Source passage:
>> START

In the previous step, if you look at the returned result, you’ll notice there are only 20 rows of data returned even though we expect there to be many more. This is due to a default limit that restricts the api from returning more than 20 records. To remove this limit, add the querystring parameter limit=-1. Please note that you might receive a lot of data when you remove this limit. You should filter your results in some way to prevent your script from crashing due to receiving too much data at once.

  #
  request = client.get("https://hecate.hakai.org/api/eims/views/output/chlorophyll?survey=KWAK&date>=2016-01-01&date<2017-01-01&limit=-1")
  data = request.json() # The data variable now contains all the 2016 KWAK chlorophyll data

  # This will print about 316 data records of chlorophyll data from the KWAK survey collected in 2016
  print(data)

Default limit

By default, all urls will only return 20 records. The reason for this is that if all records where returned, you might for example request a million rows of CTD data at once and cause your script and the api service to crash. Fortunately, the API will restart itself if this happens, but you may need to force close your script to recover. To avoid this, you must add filters to your request as in the above tutorial to reduce the number of records returned before adding the query string parameter limit=-1 to turn off the default sample restriction. For more details about the ways you can filter data, see the querying data documentation.

>> END

Given exercise 1: Reproduce the passage about the API's default record limit word for word, from start to finish.

Source data
>> START

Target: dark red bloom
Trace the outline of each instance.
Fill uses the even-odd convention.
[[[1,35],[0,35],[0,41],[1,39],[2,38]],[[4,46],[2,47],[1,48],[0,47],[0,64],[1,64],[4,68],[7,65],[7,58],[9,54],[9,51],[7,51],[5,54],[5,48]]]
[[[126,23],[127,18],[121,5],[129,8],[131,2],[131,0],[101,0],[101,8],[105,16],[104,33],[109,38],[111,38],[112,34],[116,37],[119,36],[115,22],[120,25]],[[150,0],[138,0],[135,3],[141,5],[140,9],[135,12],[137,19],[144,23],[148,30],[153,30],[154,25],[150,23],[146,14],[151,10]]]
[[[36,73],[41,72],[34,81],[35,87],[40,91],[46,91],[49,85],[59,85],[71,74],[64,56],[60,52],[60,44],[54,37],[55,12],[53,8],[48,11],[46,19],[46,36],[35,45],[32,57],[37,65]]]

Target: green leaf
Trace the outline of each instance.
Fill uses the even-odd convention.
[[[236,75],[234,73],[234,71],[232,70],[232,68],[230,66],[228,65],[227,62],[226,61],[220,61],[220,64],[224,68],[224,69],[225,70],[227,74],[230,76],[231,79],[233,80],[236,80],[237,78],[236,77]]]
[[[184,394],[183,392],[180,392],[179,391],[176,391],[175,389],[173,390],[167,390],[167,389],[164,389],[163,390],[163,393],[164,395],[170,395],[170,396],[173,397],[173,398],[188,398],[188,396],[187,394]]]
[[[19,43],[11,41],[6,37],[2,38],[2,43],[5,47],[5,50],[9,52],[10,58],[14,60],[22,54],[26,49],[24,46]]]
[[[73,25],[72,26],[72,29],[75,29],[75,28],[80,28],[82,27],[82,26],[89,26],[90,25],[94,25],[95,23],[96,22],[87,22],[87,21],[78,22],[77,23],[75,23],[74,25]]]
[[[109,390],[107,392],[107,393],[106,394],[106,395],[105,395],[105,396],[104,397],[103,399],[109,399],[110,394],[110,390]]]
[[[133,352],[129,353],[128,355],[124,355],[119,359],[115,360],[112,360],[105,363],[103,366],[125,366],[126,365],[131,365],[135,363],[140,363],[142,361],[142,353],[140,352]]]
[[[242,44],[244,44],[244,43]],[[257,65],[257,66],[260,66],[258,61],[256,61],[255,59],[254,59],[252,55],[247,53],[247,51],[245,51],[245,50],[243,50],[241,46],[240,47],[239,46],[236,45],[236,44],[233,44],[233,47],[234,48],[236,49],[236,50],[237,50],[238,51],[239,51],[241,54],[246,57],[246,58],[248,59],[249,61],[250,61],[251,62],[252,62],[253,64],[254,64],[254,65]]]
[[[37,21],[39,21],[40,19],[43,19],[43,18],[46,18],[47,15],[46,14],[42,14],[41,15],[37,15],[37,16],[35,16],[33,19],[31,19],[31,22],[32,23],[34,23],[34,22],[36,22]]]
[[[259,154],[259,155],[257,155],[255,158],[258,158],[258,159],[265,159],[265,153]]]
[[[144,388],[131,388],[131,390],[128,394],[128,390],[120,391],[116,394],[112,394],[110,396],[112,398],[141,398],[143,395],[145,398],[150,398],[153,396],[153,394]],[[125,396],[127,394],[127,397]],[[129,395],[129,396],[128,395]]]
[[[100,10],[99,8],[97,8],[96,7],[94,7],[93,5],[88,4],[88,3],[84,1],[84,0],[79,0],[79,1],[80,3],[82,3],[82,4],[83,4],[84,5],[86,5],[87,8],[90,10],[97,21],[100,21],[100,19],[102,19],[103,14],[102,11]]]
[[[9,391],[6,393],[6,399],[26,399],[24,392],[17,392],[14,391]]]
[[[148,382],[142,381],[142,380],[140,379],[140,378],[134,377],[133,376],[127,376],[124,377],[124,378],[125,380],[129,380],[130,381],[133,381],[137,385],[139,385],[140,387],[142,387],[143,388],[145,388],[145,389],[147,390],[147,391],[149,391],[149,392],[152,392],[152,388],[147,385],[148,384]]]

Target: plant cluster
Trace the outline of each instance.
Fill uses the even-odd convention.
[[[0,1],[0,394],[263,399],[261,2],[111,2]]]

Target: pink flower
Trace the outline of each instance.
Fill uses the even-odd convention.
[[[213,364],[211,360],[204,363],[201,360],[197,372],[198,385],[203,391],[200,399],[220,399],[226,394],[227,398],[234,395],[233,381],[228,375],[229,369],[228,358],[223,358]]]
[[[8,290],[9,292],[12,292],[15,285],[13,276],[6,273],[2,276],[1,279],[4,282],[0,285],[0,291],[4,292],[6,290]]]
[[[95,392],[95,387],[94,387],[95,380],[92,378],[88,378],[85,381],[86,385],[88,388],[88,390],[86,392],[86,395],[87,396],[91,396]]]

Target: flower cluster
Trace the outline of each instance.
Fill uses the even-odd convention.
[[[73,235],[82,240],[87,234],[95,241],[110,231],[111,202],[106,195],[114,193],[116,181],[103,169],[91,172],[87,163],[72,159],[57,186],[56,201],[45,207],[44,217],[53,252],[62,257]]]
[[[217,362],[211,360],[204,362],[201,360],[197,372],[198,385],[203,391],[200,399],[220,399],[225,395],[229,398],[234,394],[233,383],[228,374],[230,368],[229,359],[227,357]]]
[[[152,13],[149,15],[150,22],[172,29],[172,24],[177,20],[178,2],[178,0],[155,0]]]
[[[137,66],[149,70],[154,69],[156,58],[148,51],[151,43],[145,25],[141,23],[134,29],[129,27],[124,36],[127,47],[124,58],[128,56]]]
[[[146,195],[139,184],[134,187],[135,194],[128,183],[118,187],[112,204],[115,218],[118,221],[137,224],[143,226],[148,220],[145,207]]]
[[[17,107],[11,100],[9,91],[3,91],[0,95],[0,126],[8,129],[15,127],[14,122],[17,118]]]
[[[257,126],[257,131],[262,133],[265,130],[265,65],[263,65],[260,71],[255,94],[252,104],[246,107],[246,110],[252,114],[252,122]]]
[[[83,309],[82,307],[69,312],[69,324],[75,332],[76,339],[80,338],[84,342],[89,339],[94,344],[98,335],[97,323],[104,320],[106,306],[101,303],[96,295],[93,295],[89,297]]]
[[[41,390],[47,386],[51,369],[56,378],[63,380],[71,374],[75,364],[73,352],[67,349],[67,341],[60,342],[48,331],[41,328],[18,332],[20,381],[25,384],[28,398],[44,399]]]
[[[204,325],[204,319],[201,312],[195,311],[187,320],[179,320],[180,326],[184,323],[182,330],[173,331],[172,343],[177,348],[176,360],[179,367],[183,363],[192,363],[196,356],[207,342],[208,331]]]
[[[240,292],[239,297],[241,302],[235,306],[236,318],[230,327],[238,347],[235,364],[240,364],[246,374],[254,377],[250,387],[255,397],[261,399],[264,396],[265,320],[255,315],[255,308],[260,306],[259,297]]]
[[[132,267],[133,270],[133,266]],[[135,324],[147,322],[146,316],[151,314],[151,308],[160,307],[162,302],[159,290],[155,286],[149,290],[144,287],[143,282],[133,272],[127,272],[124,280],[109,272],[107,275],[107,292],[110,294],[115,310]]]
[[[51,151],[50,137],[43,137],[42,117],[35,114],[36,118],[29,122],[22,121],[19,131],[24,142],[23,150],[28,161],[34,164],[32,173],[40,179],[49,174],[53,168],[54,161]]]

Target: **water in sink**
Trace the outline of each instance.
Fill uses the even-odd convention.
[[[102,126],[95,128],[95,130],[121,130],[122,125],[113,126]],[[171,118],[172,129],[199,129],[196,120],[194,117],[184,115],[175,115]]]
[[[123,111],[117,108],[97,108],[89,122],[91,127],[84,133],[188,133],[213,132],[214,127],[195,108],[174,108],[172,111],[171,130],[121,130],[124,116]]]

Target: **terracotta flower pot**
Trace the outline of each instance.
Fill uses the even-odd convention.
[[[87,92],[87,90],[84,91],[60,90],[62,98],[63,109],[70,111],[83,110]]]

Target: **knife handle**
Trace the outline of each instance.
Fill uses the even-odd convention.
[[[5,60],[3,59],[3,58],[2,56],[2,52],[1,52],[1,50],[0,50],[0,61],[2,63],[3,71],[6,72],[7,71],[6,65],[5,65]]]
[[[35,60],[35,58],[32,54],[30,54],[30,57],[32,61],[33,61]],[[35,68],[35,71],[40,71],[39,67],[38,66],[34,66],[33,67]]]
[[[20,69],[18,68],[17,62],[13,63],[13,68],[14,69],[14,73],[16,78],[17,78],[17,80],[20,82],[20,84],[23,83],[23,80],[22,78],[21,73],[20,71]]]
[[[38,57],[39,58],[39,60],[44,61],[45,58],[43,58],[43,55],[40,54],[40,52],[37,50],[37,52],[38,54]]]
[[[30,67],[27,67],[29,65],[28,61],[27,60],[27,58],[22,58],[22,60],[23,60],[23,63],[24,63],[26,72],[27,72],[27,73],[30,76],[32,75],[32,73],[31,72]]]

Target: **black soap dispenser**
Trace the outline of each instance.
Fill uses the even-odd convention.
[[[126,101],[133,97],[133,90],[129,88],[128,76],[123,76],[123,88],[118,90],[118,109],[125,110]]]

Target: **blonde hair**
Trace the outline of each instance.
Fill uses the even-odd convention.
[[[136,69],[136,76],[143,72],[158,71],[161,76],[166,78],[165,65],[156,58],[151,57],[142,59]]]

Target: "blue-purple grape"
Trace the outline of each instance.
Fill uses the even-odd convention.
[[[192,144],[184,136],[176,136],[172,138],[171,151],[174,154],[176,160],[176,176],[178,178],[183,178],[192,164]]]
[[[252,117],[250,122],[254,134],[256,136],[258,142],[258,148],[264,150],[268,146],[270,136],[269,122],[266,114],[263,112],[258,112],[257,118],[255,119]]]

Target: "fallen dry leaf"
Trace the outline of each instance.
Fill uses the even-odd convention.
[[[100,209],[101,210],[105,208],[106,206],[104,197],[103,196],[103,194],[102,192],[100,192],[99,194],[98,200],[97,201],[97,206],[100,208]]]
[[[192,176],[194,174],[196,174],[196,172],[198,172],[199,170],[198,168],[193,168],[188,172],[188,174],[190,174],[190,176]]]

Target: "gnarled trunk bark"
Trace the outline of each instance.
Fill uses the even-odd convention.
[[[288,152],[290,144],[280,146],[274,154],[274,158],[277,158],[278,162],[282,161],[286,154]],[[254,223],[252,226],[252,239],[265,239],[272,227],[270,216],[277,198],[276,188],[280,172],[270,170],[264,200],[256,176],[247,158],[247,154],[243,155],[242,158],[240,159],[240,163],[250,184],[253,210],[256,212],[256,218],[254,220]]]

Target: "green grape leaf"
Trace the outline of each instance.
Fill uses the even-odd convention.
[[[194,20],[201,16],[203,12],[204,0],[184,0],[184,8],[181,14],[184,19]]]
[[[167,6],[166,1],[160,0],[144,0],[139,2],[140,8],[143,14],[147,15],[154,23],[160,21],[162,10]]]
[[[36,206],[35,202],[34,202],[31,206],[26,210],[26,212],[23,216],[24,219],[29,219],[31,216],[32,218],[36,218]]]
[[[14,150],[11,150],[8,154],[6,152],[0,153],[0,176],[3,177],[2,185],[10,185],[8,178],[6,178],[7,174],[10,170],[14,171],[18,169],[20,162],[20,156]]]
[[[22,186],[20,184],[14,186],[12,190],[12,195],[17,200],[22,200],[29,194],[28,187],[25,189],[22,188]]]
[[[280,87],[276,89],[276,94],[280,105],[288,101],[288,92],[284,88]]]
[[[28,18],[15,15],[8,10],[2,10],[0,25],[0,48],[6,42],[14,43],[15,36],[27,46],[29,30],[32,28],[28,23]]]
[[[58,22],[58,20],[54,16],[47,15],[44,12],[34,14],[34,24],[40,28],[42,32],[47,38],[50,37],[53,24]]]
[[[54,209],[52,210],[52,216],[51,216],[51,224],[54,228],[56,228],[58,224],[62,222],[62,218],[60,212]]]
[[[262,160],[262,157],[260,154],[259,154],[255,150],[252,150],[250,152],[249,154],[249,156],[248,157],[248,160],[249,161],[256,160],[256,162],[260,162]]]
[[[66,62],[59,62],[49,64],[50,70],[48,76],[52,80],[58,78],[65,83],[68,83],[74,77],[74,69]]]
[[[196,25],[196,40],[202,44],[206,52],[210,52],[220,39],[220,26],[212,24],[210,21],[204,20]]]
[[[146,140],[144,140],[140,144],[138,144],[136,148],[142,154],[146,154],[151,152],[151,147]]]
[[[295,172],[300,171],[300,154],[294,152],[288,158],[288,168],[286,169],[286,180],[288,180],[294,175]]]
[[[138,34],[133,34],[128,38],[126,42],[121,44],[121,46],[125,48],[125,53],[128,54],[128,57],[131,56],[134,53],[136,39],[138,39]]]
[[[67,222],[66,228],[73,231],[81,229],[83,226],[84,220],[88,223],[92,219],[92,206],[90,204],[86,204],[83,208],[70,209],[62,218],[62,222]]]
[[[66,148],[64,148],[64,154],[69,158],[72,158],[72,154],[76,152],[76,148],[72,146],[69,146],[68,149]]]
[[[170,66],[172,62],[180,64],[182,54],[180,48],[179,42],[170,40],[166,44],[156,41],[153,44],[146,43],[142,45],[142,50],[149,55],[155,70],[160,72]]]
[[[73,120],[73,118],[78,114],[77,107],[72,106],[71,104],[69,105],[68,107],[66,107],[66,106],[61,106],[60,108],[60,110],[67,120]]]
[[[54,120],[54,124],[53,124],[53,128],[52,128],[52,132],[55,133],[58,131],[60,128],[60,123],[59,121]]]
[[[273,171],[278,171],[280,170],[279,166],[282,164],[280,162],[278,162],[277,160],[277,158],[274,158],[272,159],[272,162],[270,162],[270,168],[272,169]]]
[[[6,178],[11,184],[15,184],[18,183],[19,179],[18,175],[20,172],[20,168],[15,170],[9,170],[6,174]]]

>> END

Given exercise 2: Locate each line in the records that contains the string "grape" and copy those lines. Treat uppercase and lowercase letters as different.

Exercise solution 1:
In the previous step, if you look at the returned result, you’ll notice there are only 20 rows of data returned even though we expect there to be many more. This is due to a default limit that restricts the api from returning more than 20 records. To remove this limit, add the querystring parameter limit=-1. Please note that you might receive a lot of data when you remove this limit. You should filter your results in some way to prevent your script from crashing due to receiving too much data at once.

  #
  request = client.get("https://hecate.hakai.org/api/eims/views/output/chlorophyll?survey=KWAK&date>=2016-01-01&date<2017-01-01&limit=-1")
  data = request.json() # The data variable now contains all the 2016 KWAK chlorophyll data

  # This will print about 316 data records of chlorophyll data from the KWAK survey collected in 2016
  print(data)

Default limit

By default, all urls will only return 20 records. The reason for this is that if all records where returned, you might for example request a million rows of CTD data at once and cause your script and the api service to crash. Fortunately, the API will restart itself if this happens, but you may need to force close your script to recover. To avoid this, you must add filters to your request as in the above tutorial to reduce the number of records returned before adding the query string parameter limit=-1 to turn off the default sample restriction. For more details about the ways you can filter data, see the querying data documentation.

Exercise solution 2:
Target: "blue-purple grape"
Target: "green grape leaf"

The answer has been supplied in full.